• _WORK REQUIRED_
Carry on the text about MegaContext invariants from the point where it stops, before the records.

3. Block Alignment Invariant

Definition:

entry.start_token % K == 0
entry.end_token % K == 0

Where K = 32 in the POC.

What it means:

  • All entry boundaries must align with K-token block boundaries
  • No entry can start or end mid-block (e.g., at token 17 or token 50)
  • LOD0 blocks are exactly 32 tokens
  • LOD1 gists represent exactly 32 tokens (one LOD0 block)
  • LOD2 gists represent exactly 1,024 tokens (32 LOD0 blocks)

Why it matters:

  • Matches GistNet compression granularity (32→1)
  • Enables clean expand/collapse operations without partial blocks
  • Simplifies MegaContext Tree storage (deterministic offsets)
  • Ensures gists always represent complete, meaningful units

Enforcement:

Example:

# Valid entries
L0_block_1 = Entry(start=0, end=32)      # ✓ Aligned (0 % 32 == 0, 32 % 32 == 0)
L0_block_2 = Entry(start=32, end=64)     # ✓ Aligned
L1_gist = Entry(start=64, end=96)        # ✓ Aligned (represents 32 tokens)
L2_gist = Entry(start=96, end=1120)      # ✓ Aligned (represents 1024 tokens)
 
# Invalid entries
bad_entry = Entry(start=17, end=49)      # ✗ Misaligned (17 % 32 != 0)

4. Level Consistency Invariant

Definition:

entry covers span [s, e) → level ∈ {0, 1, 2} is legal for that span size

What it means:

  • LOD0 entries must cover exactly 32 tokens
  • LOD1 entries must cover exactly 32 tokens (compressing one LOD0 block)
  • LOD2 entries must cover exactly 1,024 tokens (compressing 32 LOD0 blocks)
  • Cannot have an LOD1 gist representing 64 tokens or an LOD2 gist representing 512 tokens

Why it matters:

Enforcement:

Example:

# Valid level assignments
entry_1 = Entry(level=0, start=0, end=32)        # ✓ LOD0 covers 32 tokens
entry_2 = Entry(level=1, start=32, end=64)       # ✓ LOD1 covers 32 tokens
entry_3 = Entry(level=2, start=64, end=1088)     # ✓ LOD2 covers 1024 tokens
 
# Invalid level assignments
bad_1 = Entry(level=1, start=0, end=64)          # ✗ LOD1 can't cover 64 tokens
bad_2 = Entry(level=2, start=0, end=512)         # ✗ LOD2 can't cover 512 tokens

5. RoPE Invariant

Definition:

For gists: position_id = start_token + (K / 2)
For LOD0 blocks: position_ids = [start_token, start_token+1, ..., end_token-1]

What it means:

  • Gists are positioned at the central token index of their span for RoPE
  • LOD0 tokens use their actual sequential positions
  • This ensures RoPE phase information remains consistent when swapping LODs

Why it matters:

  • RoPE encodes positional information as sinusoidal phase rotations
  • Misaligned positions would break relative position relationships
  • Using central position for gists minimizes phase error
  • Preserves the base model’s ability to attend correctly across different LODs

Enforcement:

Example:

# LOD1 gist representing tokens [64, 96)
gist_position = 64 + (32 / 2) = 80  # Central position
 
# LOD0 block representing tokens [64, 96)
token_positions = [64, 65, 66, ..., 95]  # Sequential positions
 
# When swapping LOD1→LOD0 or LOD0→LOD1 for span [64, 96):
# - RoPE still sees positions centered around 80
# - Relative distances to other spans remain consistent

Why Central Position?

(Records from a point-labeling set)
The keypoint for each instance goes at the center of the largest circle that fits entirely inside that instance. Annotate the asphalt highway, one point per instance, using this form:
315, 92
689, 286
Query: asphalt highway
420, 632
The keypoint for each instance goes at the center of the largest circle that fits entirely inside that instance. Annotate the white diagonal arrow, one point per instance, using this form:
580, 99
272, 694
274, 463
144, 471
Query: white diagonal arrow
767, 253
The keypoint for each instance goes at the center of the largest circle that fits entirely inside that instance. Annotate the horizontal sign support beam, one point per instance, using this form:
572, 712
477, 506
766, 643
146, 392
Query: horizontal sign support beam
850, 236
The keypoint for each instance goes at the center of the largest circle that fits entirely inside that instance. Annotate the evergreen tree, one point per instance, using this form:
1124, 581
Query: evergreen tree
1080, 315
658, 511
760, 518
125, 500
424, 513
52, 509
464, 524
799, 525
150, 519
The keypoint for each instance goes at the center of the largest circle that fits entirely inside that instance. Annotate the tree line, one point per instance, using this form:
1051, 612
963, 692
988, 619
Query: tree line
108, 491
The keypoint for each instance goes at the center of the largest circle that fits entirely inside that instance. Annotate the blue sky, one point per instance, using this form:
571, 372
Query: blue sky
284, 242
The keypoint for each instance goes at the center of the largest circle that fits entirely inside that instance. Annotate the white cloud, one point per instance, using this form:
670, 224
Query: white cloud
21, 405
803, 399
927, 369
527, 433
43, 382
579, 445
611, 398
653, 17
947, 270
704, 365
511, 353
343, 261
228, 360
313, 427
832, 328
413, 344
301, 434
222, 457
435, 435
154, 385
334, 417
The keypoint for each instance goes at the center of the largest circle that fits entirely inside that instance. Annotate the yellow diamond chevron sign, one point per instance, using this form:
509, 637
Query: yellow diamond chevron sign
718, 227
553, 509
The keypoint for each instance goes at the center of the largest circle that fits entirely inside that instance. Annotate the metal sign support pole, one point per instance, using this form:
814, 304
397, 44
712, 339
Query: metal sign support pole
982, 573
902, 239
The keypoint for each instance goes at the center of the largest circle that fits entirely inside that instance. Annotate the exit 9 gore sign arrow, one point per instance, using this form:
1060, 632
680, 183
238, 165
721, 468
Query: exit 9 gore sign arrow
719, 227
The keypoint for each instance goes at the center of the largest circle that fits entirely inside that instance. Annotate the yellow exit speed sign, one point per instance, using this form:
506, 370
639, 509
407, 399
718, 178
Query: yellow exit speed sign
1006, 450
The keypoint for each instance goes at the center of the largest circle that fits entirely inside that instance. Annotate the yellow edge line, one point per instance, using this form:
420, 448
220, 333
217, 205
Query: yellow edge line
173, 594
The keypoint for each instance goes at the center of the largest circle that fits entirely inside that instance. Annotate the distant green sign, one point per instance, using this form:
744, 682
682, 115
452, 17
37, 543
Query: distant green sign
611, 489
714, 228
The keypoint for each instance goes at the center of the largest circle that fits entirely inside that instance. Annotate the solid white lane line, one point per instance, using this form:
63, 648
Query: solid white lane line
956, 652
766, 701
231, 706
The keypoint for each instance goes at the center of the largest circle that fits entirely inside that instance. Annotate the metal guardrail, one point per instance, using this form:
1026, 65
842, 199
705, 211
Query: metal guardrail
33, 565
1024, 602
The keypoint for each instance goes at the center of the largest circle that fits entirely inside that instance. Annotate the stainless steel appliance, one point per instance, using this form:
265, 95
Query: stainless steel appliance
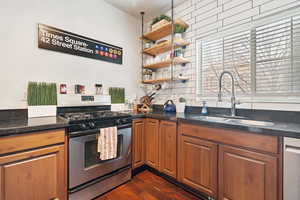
291, 175
89, 176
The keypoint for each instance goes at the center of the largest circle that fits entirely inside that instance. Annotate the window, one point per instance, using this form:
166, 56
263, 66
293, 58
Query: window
264, 60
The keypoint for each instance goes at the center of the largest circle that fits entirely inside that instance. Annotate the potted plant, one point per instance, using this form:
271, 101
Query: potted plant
181, 105
159, 21
178, 31
148, 43
117, 98
41, 99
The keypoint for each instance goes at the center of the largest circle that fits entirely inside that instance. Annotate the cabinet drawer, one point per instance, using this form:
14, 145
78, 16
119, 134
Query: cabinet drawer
263, 143
30, 141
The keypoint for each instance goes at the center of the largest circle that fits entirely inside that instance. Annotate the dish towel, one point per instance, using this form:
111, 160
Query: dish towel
107, 143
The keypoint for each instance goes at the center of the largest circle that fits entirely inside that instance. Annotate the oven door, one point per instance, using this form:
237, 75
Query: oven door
84, 162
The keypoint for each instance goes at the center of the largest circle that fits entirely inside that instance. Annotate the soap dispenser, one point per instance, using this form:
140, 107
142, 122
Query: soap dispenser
204, 109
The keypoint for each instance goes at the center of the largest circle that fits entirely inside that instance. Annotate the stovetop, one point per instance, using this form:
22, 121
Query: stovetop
85, 122
97, 115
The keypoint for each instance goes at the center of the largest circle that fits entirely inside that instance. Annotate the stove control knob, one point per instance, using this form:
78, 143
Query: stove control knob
92, 125
118, 122
83, 126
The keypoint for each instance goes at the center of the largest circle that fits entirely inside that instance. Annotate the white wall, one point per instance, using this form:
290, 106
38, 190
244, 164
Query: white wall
21, 60
213, 18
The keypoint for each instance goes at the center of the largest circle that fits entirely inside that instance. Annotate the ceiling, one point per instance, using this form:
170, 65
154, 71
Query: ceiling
152, 8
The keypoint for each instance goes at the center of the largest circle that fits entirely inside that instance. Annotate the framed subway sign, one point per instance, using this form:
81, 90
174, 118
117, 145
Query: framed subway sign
55, 39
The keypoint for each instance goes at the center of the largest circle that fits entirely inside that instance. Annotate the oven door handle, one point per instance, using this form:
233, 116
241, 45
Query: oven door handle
124, 126
95, 131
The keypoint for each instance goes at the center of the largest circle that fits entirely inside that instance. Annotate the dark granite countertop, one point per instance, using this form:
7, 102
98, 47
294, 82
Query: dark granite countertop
277, 128
9, 127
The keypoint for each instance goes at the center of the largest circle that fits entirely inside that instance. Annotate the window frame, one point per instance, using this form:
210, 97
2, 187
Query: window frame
254, 97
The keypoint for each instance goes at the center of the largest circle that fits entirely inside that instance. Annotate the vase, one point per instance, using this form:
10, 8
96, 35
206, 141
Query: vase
181, 107
42, 111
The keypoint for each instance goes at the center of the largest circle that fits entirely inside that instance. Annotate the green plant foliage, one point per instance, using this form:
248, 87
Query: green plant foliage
117, 95
179, 29
182, 100
41, 94
161, 17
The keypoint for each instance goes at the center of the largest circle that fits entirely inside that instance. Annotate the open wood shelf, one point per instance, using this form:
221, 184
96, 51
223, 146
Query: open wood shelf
163, 80
177, 61
164, 30
164, 47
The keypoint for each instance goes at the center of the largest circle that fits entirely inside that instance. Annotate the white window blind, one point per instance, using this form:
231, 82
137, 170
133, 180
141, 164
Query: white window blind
264, 60
230, 54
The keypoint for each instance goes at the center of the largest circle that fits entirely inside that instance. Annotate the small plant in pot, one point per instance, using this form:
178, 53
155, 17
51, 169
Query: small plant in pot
181, 105
159, 21
148, 43
41, 99
178, 31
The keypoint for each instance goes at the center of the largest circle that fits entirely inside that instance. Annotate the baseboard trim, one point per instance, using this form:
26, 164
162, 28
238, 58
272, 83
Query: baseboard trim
171, 180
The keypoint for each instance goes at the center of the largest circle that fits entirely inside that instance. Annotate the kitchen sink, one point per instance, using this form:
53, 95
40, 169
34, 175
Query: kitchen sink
211, 118
233, 120
254, 122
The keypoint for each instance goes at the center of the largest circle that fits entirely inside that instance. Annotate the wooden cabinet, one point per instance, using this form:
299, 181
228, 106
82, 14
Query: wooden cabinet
246, 175
37, 172
168, 148
152, 143
227, 164
138, 143
197, 164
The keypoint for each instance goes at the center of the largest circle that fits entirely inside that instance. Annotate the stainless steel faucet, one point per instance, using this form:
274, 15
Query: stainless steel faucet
233, 100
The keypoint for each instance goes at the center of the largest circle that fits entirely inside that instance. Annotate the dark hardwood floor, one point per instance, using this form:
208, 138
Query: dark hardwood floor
148, 186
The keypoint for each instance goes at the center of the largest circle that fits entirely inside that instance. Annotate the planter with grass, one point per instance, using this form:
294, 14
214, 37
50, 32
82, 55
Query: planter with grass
117, 98
181, 105
159, 21
41, 99
178, 31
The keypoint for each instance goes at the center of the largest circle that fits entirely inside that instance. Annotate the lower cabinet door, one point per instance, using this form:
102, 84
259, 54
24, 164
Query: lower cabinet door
168, 148
34, 175
246, 175
152, 143
138, 143
197, 164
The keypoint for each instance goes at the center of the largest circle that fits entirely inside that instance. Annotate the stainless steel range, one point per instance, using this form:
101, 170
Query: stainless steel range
89, 176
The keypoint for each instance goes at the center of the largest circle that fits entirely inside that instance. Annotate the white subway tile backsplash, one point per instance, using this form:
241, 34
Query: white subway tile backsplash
206, 15
203, 3
260, 2
235, 3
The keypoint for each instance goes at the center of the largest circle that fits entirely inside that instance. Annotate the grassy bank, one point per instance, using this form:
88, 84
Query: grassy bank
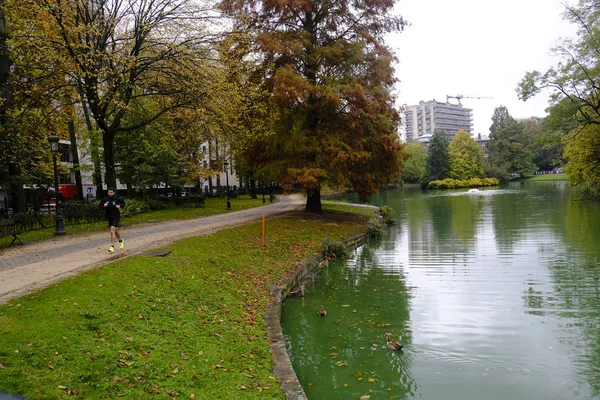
212, 206
549, 177
189, 325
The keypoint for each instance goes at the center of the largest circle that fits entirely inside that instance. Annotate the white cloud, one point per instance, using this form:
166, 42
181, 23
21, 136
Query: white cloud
476, 48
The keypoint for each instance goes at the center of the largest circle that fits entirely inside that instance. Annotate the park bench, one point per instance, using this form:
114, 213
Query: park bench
8, 228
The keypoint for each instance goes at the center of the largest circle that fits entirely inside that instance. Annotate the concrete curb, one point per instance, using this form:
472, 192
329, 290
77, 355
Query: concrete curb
284, 370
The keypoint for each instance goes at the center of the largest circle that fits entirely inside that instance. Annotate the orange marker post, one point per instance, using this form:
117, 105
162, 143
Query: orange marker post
263, 233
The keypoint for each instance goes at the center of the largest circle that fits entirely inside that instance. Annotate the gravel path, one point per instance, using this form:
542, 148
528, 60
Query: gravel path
31, 267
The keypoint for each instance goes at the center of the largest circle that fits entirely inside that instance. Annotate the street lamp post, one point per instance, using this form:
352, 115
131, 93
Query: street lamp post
226, 167
262, 184
58, 219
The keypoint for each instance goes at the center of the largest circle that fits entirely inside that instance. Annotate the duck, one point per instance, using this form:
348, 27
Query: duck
301, 289
392, 344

• _RESULT OF THE TASK_
  • Minimizes maximum distance from gist to any token it represents
  • For a 32-token span [0, 32), central position 16 is at most 16 tokens from any original token
  • Edge positions (0 or 31) would be up to 31 tokens away, increasing RoPE phase error

Derivative Invariants

These invariants follow from the core invariants above:

6. Tree-Context Consistency

Definition: Every entry in the Working Context corresponds to a node in the MegaContext Tree at the appropriate level.

Implications:

  • Cannot have an LOD0 entry for a span that doesn’t exist in LOD0.ctx
  • Cannot have an LOD1 gist that wasn’t generated by GistNet
  • Expand operations require children to exist in the tree
  • Collapse operations require parent gist to exist in the tree

7. Monotonic Timeline

Definition:

entry[i].start_token < entry[i+1].start_token  (for all i)

Implications:

  • Working Context entries always proceed forward in time
  • No time-travel or out-of-order entries
  • Follows from Contiguity Invariant + Block Alignment Invariant

8. No Partial Swaps

Definition: When expanding or collapsing, all 32 children/parent must be swapped atomically.

Implications:

  • Cannot expand half of an LOD1 gist (e.g., only 16 of its 32 tokens)
  • Cannot collapse just 10 of 32 LOD0 blocks into an incomplete LOD1 gist
  • Follows from Block Alignment Invariant + Level Consistency Invariant

Invariant Violations & Recovery

Detection

Budget Violation:

if sum(entry.cost for entry in working_context) > W_max:
    raise BudgetViolationError("Working context exceeds W_max")

Contiguity Violation:

for i in range(len(working_context) - 1):
    if working_context[i].end != working_context[i+1].start:
        raise ContiguityViolationError(f"Gap between entry {i} and {i+1}")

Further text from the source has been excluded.